> Task list:
A. In the passage on the Colorado River dam, through what year will Salazar's order remain in effect?
B. Extend the passage on the Colorado River dam, picking up right after its final sentence.

━━━━━ Extract to read ━━━━━

The dam's 1963 construction near the Utah-Arizona border choked off most of the sand and mud that the Colorado River once pumped downstream to form sandbars and beaches that aided both endangered fish and river runners' camping. The new plan will blast 31,500 to 45,000 cubic feet per second from the dam for up to 96 hours to wash sediment downstream whenever monitoring indicates there's enough material entering from the free-flowing Paria River on the Utah side and the Little Colorado on the Arizona side.

Salazar's order will allow flood releases on short notice, unlike previous tests that required extensive study and preparation, and will last through 2020. The Bureau of Reclamation and National Park Service are conducting an environmental study this year to create a long-term management plan for the dam.

The Grand Canyon Trust, which sued in 2007 and remains in court seeking flows to save the endangered humpback chub, celebrated the announcement.

"It's good news for the canyon and people who care about the resources, because most of the resources depend on sediment," trust Program Director Nikolai Lash said. "[The Grand Canyon] is starving for sediment."

━━━━━ Extracted information ━━━━━

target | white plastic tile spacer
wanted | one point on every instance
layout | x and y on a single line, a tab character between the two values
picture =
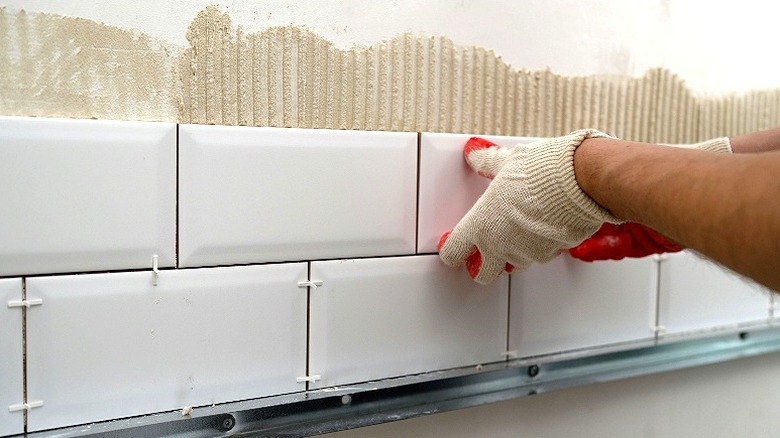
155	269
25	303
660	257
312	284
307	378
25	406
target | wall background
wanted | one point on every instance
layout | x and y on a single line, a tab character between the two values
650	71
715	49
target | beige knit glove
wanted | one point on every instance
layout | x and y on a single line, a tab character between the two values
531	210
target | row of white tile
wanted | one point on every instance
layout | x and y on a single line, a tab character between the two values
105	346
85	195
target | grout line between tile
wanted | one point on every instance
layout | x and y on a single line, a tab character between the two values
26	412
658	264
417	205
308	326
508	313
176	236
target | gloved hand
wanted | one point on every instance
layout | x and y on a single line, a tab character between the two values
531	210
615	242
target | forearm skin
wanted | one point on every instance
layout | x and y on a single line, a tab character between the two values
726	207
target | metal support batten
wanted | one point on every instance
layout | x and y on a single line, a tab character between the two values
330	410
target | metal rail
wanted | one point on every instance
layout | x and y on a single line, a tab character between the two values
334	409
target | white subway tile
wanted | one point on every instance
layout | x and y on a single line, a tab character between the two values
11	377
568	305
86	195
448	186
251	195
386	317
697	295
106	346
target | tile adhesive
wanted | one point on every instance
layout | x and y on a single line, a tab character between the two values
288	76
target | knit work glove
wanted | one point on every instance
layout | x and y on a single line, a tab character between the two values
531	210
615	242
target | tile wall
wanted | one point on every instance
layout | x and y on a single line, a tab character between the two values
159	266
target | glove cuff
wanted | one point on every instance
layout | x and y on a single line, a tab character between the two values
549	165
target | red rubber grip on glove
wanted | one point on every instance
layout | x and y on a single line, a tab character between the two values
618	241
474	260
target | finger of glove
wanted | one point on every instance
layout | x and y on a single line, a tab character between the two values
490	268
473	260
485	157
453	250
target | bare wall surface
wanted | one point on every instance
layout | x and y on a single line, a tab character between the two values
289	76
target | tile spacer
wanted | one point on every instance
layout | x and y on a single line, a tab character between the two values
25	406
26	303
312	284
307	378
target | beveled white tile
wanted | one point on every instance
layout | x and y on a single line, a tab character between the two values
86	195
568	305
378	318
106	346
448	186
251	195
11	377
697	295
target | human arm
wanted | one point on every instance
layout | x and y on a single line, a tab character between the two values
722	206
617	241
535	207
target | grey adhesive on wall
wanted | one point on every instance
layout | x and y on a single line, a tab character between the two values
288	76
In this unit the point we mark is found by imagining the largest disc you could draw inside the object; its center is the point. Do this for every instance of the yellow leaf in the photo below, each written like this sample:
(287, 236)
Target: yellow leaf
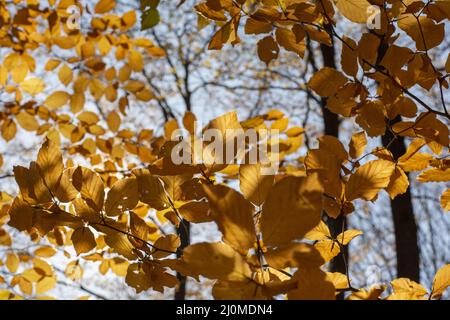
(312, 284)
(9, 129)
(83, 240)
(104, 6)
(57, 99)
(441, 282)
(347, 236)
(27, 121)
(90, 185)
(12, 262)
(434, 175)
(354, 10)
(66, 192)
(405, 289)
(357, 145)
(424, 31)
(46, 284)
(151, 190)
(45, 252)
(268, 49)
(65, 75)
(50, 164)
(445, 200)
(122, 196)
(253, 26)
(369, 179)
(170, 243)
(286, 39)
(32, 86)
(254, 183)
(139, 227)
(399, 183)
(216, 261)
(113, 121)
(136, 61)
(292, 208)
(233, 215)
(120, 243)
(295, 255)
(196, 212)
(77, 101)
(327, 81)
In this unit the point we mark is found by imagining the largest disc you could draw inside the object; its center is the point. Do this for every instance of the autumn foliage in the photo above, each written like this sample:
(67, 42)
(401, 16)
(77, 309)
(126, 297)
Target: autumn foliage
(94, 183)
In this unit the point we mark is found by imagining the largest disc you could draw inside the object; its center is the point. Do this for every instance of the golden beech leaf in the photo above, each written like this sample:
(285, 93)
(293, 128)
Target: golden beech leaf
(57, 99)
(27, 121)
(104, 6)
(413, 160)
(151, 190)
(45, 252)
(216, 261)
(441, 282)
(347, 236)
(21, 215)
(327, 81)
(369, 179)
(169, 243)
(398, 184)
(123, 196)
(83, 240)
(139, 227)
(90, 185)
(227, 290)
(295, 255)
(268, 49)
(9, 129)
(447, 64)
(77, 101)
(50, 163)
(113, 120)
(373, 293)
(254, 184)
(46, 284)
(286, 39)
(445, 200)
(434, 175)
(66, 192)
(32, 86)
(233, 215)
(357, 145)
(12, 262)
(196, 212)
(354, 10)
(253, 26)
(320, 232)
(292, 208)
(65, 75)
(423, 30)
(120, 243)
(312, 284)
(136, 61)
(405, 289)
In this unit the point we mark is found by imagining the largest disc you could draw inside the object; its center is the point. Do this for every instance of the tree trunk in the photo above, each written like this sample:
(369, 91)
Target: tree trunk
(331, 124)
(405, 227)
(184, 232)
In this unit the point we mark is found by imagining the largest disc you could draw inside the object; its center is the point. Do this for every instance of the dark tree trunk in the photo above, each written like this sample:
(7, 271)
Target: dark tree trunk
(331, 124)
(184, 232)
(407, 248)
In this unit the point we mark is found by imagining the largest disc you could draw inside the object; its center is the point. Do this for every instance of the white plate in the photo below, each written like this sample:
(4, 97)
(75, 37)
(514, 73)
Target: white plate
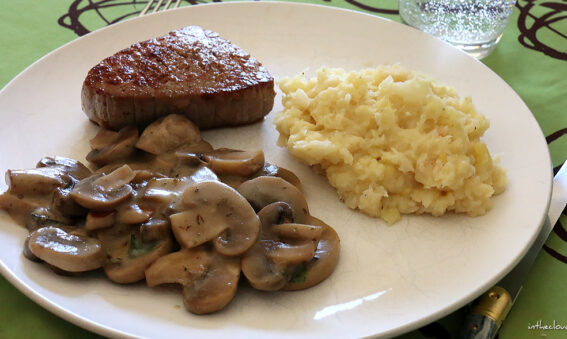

━━━━━

> Responses for each task:
A. Through 2020.

B.
The program will not increase annual flows out of Lake Powell, Salazar said, but could have minor effects on hydropower production as release times change. He is ordering the department's agencies to collaborate to ensure the dam still provides water for 25 million people, irrigation for 2.5 million acres, electricity to 6 million people, water and cultural values for American Indian tribes and a recreation industry registering in the billions of dollars.

The dam powers more than 1.5 million homes, including mostly rural and suburban Utahns. They share the costs of water bypassing Glen Canyon's turbines for the flushes, which in the past have cost $3 million to $4 million. In northern Utah, Murray, Bountiful and Tooele are among the hydropower users.

"It's basically wasted water," said Leslie James, executive director of the Colorado River Energy Distributors Association. The high flows, bumped up from releases that fluctuate above minimums of 8,000 cubic feet per second, also complicate legal requirements to deliver water quotas from the upper Colorado River states to the lower.

"You're obviously pulling it out of some month or other," she said, and it could create trouble if it means releases must be curtailed in peak-demand months of summer and winter.

Still, James said, she's "cautious" instead of opposed and will wait to see how technical advisers plan the releases. She is most skeptical of the prospect for spring flushes — something that a previous decision said won't happen for at least two years — because spring tests seem to benefit nonnative trout that eat the native fish.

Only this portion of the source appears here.